begin Document extract

Hacker Newsnew | past | comments | ask | show | jobs | submitlogin

I can confidently predict that both Go and Rust will be seen as the "old brown stuff" in not so many years and some hot new thing will have come along that everyone wants to build in.

Rust's main claim to fame - safe manual memory - is already being re-examined. There is definitely interest in and pursuit of a lower-boilerplate means of getting the same, and there are some candidates out there already.

Further, a language being successfully used by experts and popularized tends to precede an accumulation of low quality contributions that negate base improvements to maintenance. In due course, a popular Rust will become "enterprised" with an accretion of tooling and frameworks - although it might not look the same as "enterprise Java", it will have the same kinds of effects in creating barriers to entry and sucking the sense of "fun" out of the day-to-day workflow.

end Document extract

### Exercise:
Extract the passage of the Go and Rust comment starting at "I can confidently" and ending at "out there already.", word for word.

begin Data

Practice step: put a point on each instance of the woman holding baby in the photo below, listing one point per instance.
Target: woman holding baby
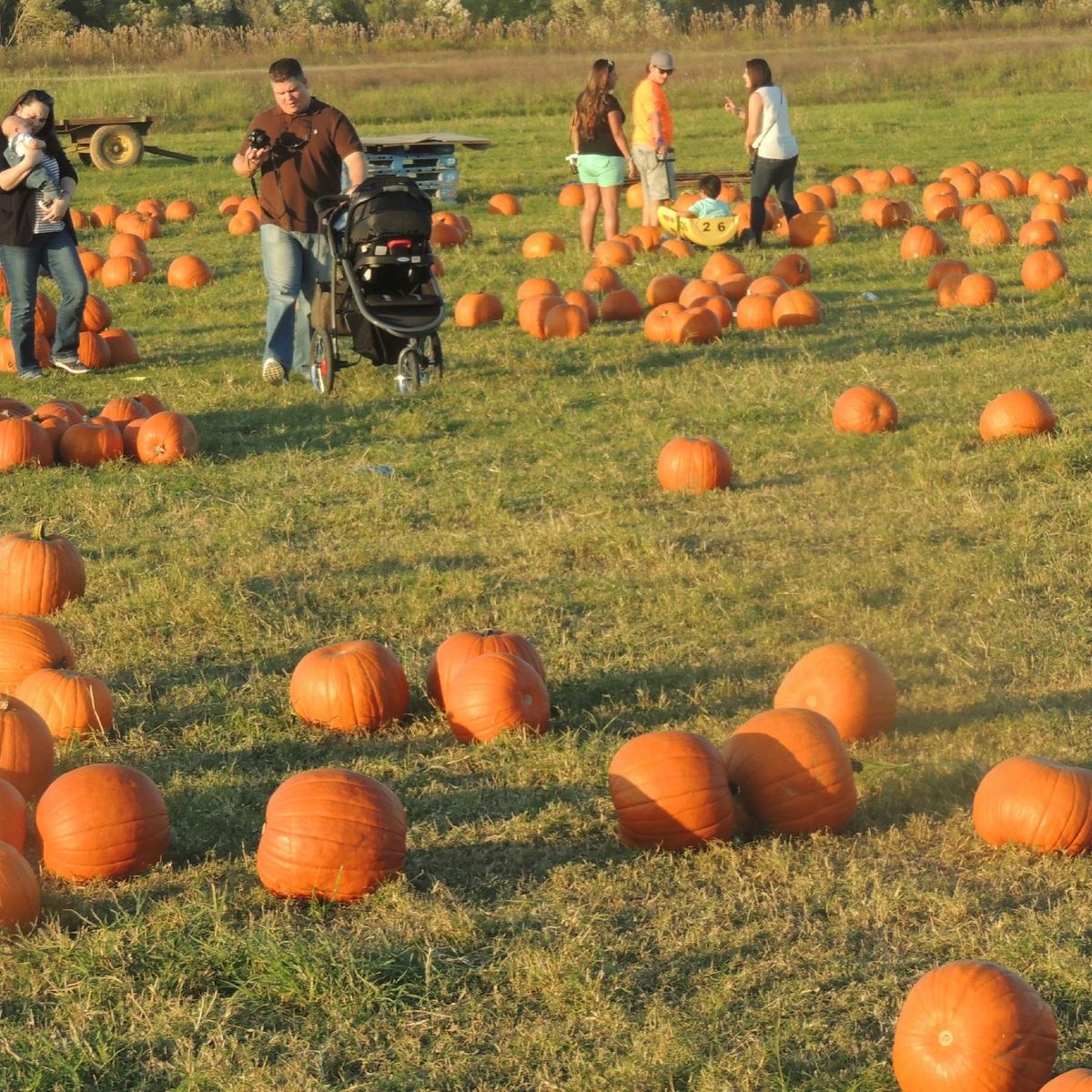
(36, 232)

end Data

### Reply:
I can confidently predict that both Go and Rust will be seen as the "old brown stuff" in not so many years and some hot new thing will have come along that everyone wants to build in.

Rust's main claim to fame - safe manual memory - is already being re-examined. There is definitely interest in and pursuit of a lower-boilerplate means of getting the same, and there are some candidates out there already.